* TASKS AND EXERCISES
• A. From the superconductivity text, list every numerical value that is stated together with a unit of measurement.
• B. Extend the superconductivity text with more prose that follows on from its last sentence.

Superconducting properties of materials

Superconductivity is characterised by the complete loss of electrical resistance below some finite temperature, T_c, which is a characteristic of the material used. The phenomenon is rather common: one quarter of the elements become superconducting, as well as several thousand different alloys and compounds. T_c values vary from 0K to, at the time of writing, 160K. Above T_c superconductors exhibit ohmic conductivity, much as for a normal metal. At and below T_c, in the absence of a magnetic field, the low frequency resistivity falls to zero. Superconductivity can be destroyed by the application of a magnetic field which exceeds a critical value H_c(T), a decreasing function of temperature T, which reaches zero at T = T_c. The critical fields of superconductors at T = 0 vary widely, having rather low values for pure elemental superconductors (typically 10 mT) but attaining very high values, of order 100 T, for the new high temperature ceramic materials (see below).

(Click the Images below to view Larger Images)

Superconductors fall into two classes: Type I and Type II. The principal difference between them is that the former possess a single well defined critical field whereas the latter have two critical fields, the lower of which (H_c1) defines the field below which magnetic flux is substantially excluded from the material (the Meissner effect). For fields above H_c1 but below the upper critical field (H_c2) the superconductor is said to be in the mixed state and magnetic flux penetrates it although a supercurrent can still flow without dissipation. In the mixed state any penetrating magnetic flux is confined within narrow flux vortex lines with each of which is associated a quantum of magnetic flux Φ₀ ( = h/2e = 2 x 10⁻¹⁵ Wb). The two figures (left) show the variation of H_c1 with temperature for a number of elements (which are mainly Type I superconductors) and the temperature variation of H_c2 for a number of alloys. (B_c1 =  μ₀H_c1 and B_c2 = μ₀H_c2.)

* RECORDS SHOWN

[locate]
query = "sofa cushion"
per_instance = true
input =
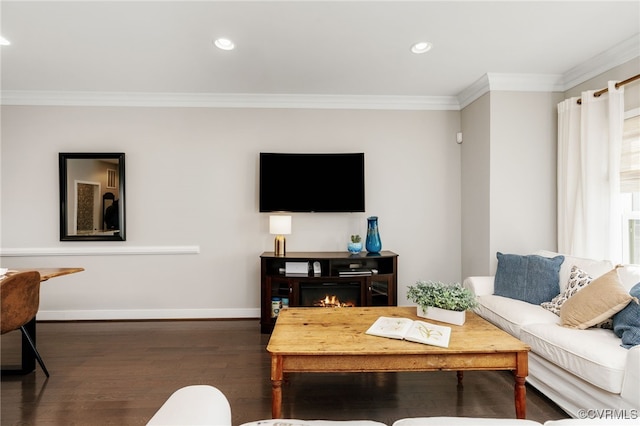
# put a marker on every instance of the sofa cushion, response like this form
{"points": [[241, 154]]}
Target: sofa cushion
{"points": [[529, 278], [459, 421], [629, 275], [600, 300], [511, 315], [595, 268], [626, 323], [578, 279], [573, 350]]}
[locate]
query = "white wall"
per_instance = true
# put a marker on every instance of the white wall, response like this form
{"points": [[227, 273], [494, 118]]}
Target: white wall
{"points": [[523, 172], [508, 177], [191, 185], [476, 187]]}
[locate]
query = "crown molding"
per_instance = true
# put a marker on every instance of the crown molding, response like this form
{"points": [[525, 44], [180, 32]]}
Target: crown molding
{"points": [[502, 82], [232, 100], [610, 58]]}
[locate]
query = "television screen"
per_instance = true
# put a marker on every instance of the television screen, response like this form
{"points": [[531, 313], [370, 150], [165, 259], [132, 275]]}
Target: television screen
{"points": [[312, 182]]}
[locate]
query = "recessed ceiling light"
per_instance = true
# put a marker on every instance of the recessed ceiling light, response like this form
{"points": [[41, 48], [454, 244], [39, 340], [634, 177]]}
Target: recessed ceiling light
{"points": [[224, 44], [421, 47]]}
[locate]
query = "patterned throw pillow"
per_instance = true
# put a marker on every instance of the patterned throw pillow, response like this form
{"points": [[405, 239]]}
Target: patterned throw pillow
{"points": [[600, 300], [578, 279]]}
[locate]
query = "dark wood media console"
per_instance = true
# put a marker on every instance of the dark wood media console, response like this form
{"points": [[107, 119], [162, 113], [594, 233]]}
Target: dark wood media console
{"points": [[344, 280]]}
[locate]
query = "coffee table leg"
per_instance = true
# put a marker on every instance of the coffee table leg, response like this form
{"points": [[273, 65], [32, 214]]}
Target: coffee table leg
{"points": [[520, 391], [276, 386]]}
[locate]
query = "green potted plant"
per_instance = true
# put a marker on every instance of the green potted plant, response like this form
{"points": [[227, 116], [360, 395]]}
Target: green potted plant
{"points": [[442, 302], [355, 245]]}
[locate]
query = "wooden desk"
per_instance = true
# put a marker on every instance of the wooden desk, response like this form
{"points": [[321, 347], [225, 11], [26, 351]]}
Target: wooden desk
{"points": [[334, 340], [28, 359]]}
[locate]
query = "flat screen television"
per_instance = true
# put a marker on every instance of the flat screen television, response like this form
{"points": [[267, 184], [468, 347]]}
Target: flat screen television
{"points": [[311, 182]]}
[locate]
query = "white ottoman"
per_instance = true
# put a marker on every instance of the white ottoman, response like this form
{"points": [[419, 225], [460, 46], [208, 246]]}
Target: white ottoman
{"points": [[194, 405]]}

* THE ANSWERS
• A. 0K, 160K, 10 mT, 100 T, 2 x 10⁻¹⁵ Wb

• B.
The critical current I_c of a Type I superconductor is that current which will produce the critical magnetic field at the conductor’s surface. The passage of a current down a Type II superconducting wire in the mixed state exerts a Lorentz force on the magnetic flux vortices, unless these lie exactly parallel to the current flow. If the vortices are caused to move by this force then dissipation will occur and appear as electrical resistance. To make conductors with high I_c values (essential for construction of high field solenoids etc.) Type II materials are designed so that the microscopic structure favours ‘pinning’ of flux vortices at fixed positions in the material, even in the presence of a large Lorentz force. This requires great attention to be paid to structural morphology but is readily achieved in a number of alloys based on niobium. The ability to produce critical current densities as high as 10¹⁰ A/m² has been demonstrated routinely in helium cooled superconductors and in thin films of the high temperature cuprate materials (see below).

The resistance of superconductors to alternating currents is not strictly zero, due to the inertia of the paired charge carriers which are responsible for superconductivity in all presently known materials. The resistivity nevertheless can be extremely small at all temperatures below T_c. The real conductivity of normal metals means that the surface resistance R_s increases as f ^0.5, where f is the frequency of the applied current. In contrast, the complex conductivity of superconductors leads to an f ² dependence. For high purity conventional superconductors in single crystal form the surface resistance at temperatures well below T_c has the following dependence

   R_s (f²/T) exp(−Δ(T)/kT)

where Δ(T) is the temperature dependent energy gap between the superconductor ground state and the normal conducting state. For conventional superconductors the energy gap is of order 1 meV and its value at T = 0, Δ(0) scales with T_c. Δ(T) is a decreasing function of T reaching zero at T = T_c. The above equation applies for frequencies f << Δ/h and shows that for T/T_c < 0.2 the surface resistance of pure superconductors at microwave frequencies is many orders of magnitude lower than for conventional metals at the same temperature. Also the surface reactance X_s is to a good approximation proportional to f. This may be seen as a consequence of the frequency independent penetration depth λ(T) of the magnetic field.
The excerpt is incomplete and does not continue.